» DIRECTIONS: Reproduce each of the following lines verbatim, without any change.

» ENTRIES PROVIDED:
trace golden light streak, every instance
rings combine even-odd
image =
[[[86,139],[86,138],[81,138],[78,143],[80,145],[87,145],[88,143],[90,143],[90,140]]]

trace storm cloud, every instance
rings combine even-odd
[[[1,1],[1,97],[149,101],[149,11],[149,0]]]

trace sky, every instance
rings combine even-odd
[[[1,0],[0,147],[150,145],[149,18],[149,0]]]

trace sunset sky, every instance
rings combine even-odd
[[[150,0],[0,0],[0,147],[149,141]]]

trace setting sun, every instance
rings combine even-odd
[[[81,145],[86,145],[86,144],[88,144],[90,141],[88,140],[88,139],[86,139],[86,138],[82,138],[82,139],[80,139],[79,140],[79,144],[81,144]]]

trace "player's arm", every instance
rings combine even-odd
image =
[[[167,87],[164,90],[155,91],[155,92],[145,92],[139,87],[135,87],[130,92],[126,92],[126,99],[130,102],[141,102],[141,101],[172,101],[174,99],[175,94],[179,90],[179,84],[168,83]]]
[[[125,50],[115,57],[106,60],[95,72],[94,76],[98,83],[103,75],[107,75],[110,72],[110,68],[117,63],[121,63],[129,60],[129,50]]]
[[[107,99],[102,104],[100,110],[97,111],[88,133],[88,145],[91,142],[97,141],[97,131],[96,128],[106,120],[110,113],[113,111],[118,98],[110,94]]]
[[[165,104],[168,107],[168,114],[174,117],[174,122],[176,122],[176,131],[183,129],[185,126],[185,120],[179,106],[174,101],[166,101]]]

» WRITTEN SOLUTION:
trace golden light streak, every instance
rings combine even-odd
image =
[[[86,139],[86,138],[81,138],[78,143],[80,145],[87,145],[88,143],[90,143],[90,140]]]

trace storm cloud, every instance
rings combine even-odd
[[[1,1],[1,97],[149,101],[149,11],[149,0]]]

trace sky, every instance
rings combine even-odd
[[[1,0],[0,147],[150,145],[149,18],[149,0]]]

trace sunset sky, every instance
rings combine even-odd
[[[150,0],[0,0],[0,147],[149,141]]]

trace setting sun, every instance
rings combine even-odd
[[[81,145],[86,145],[86,144],[88,144],[90,141],[88,140],[88,139],[86,139],[86,138],[82,138],[82,139],[80,139],[79,140],[79,144],[81,144]]]

trace "player's arm", every instance
rings combine even-odd
image =
[[[167,87],[164,90],[155,91],[155,92],[145,92],[139,87],[135,87],[130,92],[126,92],[126,99],[130,102],[141,102],[141,101],[172,101],[174,99],[175,94],[179,90],[179,84],[168,83]]]
[[[125,50],[115,57],[106,60],[95,72],[94,76],[98,83],[103,75],[107,75],[110,72],[110,68],[117,63],[121,63],[129,60],[129,50]]]
[[[107,99],[102,104],[100,110],[97,111],[88,133],[88,145],[91,142],[97,141],[97,131],[96,128],[106,120],[110,113],[113,111],[118,98],[110,94]]]
[[[165,104],[168,107],[168,114],[174,117],[174,122],[176,122],[176,131],[183,129],[185,126],[185,120],[179,106],[174,101],[166,101]]]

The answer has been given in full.